OBJECTIVE: Print the listing below exactly.

EXTRACTED ENTRIES:
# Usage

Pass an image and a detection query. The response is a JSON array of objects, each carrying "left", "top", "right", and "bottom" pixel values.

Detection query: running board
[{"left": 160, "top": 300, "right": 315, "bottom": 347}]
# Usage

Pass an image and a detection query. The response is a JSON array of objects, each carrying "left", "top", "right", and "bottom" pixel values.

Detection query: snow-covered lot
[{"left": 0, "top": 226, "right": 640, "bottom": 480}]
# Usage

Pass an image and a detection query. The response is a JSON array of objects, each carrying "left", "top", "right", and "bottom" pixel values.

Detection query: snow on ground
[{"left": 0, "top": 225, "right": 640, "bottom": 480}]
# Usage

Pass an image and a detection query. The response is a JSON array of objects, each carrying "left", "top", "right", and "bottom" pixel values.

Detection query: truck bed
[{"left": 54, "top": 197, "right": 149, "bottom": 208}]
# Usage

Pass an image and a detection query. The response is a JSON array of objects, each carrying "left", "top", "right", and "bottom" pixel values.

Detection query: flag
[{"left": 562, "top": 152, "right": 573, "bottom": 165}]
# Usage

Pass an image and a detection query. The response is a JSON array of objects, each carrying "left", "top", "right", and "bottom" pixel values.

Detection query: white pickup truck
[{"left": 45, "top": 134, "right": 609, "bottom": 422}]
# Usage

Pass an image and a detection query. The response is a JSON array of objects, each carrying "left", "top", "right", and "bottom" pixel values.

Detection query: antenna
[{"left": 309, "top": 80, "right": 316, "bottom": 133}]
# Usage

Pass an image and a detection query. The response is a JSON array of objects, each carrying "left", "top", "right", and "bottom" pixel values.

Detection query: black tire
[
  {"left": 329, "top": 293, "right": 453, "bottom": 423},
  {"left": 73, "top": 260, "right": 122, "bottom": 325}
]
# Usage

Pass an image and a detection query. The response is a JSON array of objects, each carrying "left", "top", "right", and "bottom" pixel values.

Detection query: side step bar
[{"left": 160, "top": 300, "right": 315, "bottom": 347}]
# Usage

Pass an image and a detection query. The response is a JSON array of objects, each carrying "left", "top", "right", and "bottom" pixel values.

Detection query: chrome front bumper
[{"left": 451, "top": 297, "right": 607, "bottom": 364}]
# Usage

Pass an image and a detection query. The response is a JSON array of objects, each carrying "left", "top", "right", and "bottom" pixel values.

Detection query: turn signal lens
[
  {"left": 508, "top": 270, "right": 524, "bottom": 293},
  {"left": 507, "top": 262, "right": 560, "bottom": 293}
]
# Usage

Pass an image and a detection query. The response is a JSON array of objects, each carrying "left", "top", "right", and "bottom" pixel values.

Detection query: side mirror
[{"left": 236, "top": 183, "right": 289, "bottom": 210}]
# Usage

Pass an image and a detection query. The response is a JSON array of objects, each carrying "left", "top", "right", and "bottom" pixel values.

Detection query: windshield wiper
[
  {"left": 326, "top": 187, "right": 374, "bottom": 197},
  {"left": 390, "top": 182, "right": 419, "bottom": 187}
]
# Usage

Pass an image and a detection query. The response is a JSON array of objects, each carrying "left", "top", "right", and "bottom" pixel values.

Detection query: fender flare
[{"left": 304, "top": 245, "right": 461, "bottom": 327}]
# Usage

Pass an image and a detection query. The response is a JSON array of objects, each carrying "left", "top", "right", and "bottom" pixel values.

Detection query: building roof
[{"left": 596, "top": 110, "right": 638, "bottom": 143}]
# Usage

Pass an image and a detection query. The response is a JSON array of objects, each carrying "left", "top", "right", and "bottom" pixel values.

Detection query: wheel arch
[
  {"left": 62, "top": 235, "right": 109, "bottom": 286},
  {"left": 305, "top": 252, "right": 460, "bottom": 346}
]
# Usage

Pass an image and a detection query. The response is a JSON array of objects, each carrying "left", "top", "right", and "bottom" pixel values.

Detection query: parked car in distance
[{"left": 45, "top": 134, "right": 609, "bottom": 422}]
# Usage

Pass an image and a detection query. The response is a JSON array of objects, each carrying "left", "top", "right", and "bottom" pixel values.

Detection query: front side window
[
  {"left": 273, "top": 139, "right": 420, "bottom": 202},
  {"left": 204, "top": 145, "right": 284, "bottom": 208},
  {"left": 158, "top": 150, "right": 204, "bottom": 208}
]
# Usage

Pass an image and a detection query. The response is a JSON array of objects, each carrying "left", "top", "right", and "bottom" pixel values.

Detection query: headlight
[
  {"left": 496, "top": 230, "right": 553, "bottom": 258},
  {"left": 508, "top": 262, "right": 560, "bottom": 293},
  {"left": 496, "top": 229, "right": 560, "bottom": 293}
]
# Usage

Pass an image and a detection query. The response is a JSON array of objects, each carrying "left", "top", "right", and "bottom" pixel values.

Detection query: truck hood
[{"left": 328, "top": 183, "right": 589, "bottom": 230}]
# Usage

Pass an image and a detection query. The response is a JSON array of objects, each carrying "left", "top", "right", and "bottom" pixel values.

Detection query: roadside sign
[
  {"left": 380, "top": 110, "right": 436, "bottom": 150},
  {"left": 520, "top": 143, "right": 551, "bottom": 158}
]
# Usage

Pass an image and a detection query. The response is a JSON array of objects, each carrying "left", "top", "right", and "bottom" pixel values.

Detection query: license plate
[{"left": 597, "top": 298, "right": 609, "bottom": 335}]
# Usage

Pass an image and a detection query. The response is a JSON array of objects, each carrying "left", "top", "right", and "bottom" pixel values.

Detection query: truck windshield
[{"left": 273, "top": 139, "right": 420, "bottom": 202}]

SOLUTION TO THIS EXERCISE:
# Usage

Pass an image and a detection query. The response is a JSON array of objects, each carrying "left", "top", "right", and "bottom" pixel values.

Detection query: running board
[{"left": 160, "top": 300, "right": 315, "bottom": 347}]
# Usage

Pass an image and a detection query. The response is a JSON array of objects, each carrying "left", "top", "right", and "bottom" pixel values.

Detection query: snow-covered lot
[{"left": 0, "top": 226, "right": 640, "bottom": 480}]
# Usage

Pass an image and a detection query. The response is a JSON array of objects, each carrying "left", "top", "right", and "bottom" pixel values.

Detection query: snow on ground
[{"left": 0, "top": 225, "right": 640, "bottom": 480}]
# Usage

Pass an image and a detection query. The response is a JSON array of objects, each carrying "left", "top", "right", and "bottom" pixel values.

Detection query: truck bed
[{"left": 54, "top": 197, "right": 149, "bottom": 208}]
# Usage

Pass an image and a detection query. The response is a JSON array of objects, each carrying "left", "top", "right", and "bottom" pixel values.

Detection query: flag
[{"left": 562, "top": 152, "right": 573, "bottom": 165}]
# Usage

Pass an image and a detection query. The response is a JSON array of objects, each carrying "left", "top", "right", and "bottom" pixel values.

Detection query: white pickup truck
[{"left": 45, "top": 134, "right": 609, "bottom": 422}]
# Usage

Pass an image and a detection query. The response is a JSON array of objects, each carrying "left", "top", "right", and "bottom" pixel values.

Detection query: antenna
[{"left": 309, "top": 80, "right": 316, "bottom": 133}]
# Usage

Pass an image and a detection query. The response is a JSON array of objects, each carrying "left", "top", "right", and "bottom" pixel values.

Detection query: black tire
[
  {"left": 329, "top": 293, "right": 453, "bottom": 423},
  {"left": 73, "top": 260, "right": 122, "bottom": 325}
]
# Usage

Pass an image and a detection query. The response is a JSON array of objects, each carrying "left", "top", "right", and "bottom" pixel values.

Detection query: side step bar
[{"left": 160, "top": 300, "right": 315, "bottom": 347}]
# Usage

Pass an image and a detection query. The response is a JSON array of objects, each carrying "left", "top", "right", and "bottom" pixel values.

Detection query: chrome front bumper
[{"left": 451, "top": 297, "right": 607, "bottom": 364}]
# Usage

Pass an image and a detection query. The response is a JSON array of objects, each carrying "left", "top", "right", and "bottom" pixel values.

Detection query: turn signal lens
[
  {"left": 508, "top": 270, "right": 524, "bottom": 293},
  {"left": 507, "top": 262, "right": 560, "bottom": 293}
]
# Usage

Pass an image and a detection query. The response is a JSON array of objects, each carrying "left", "top", "right", and "bottom" pixel values.

Detection query: side mirror
[{"left": 236, "top": 183, "right": 289, "bottom": 210}]
# Usage

Pass an image and a detection query. The response is a JSON array of objects, each carrying "left", "top", "right", and "bottom" pixel values.

Detection query: windshield wiper
[
  {"left": 326, "top": 187, "right": 374, "bottom": 197},
  {"left": 390, "top": 182, "right": 419, "bottom": 187}
]
# Usage

Pass an image and a detection query. The response is a JSON array of objects, each carrying "left", "top", "right", and "bottom" pixel values.

Detection query: fender flare
[{"left": 304, "top": 245, "right": 461, "bottom": 327}]
# Usage

Pass an image and a detection query. The response is a JSON array of objects, each carrying "left", "top", "right", and "bottom" pixel values.

Detection query: building roof
[{"left": 596, "top": 110, "right": 638, "bottom": 143}]
# Usage

Pass an image and a detection query. The response is a JSON array of objects, each carrying "left", "top", "right", and "bottom" pixel values.

Detection query: wheel arch
[
  {"left": 62, "top": 235, "right": 109, "bottom": 286},
  {"left": 305, "top": 252, "right": 460, "bottom": 346}
]
# Usage

Pass an image and a detection query. The response is a JSON array of objects, each carrying "left", "top", "right", and "bottom" pixel values.

Detection query: parked car in distance
[{"left": 45, "top": 134, "right": 609, "bottom": 422}]
# Usage

Pass an image and a detection query. The response is a JSON array of objects, each carrying "left", "top", "right", and "bottom" pixel values.

Detection query: front side window
[
  {"left": 273, "top": 139, "right": 420, "bottom": 202},
  {"left": 204, "top": 145, "right": 284, "bottom": 208},
  {"left": 158, "top": 150, "right": 204, "bottom": 208}
]
# Usage

Pass an image and a detection query. The response is a JSON array of objects, each carrying "left", "top", "right", and "bottom" pixel values.

Detection query: headlight
[
  {"left": 496, "top": 230, "right": 553, "bottom": 258},
  {"left": 508, "top": 262, "right": 560, "bottom": 293},
  {"left": 496, "top": 229, "right": 560, "bottom": 293}
]
# Usage

Pass an image and a detection query. The response is a JSON array of objects, each carrying "left", "top", "right", and "bottom" pixel values.

Detection query: truck hood
[{"left": 328, "top": 183, "right": 589, "bottom": 230}]
# Usage

Pass an image and a detection query. The response is a JSON array of objects, each carrying "left", "top", "right", and "bottom" pixel values.

Detection query: roadside sign
[
  {"left": 380, "top": 110, "right": 436, "bottom": 150},
  {"left": 520, "top": 143, "right": 551, "bottom": 158}
]
# Usage

Pass an image and a detection query. The response is a JSON array of objects, each carrying "left", "top", "right", and "bottom" pixel values.

Detection query: license plate
[{"left": 597, "top": 298, "right": 609, "bottom": 335}]
# Usage

Pass an image and a detection query. The response is a JSON array of objects, each carrying "left", "top", "right", and "bottom" pixel values.

Detection query: truck windshield
[{"left": 273, "top": 139, "right": 420, "bottom": 202}]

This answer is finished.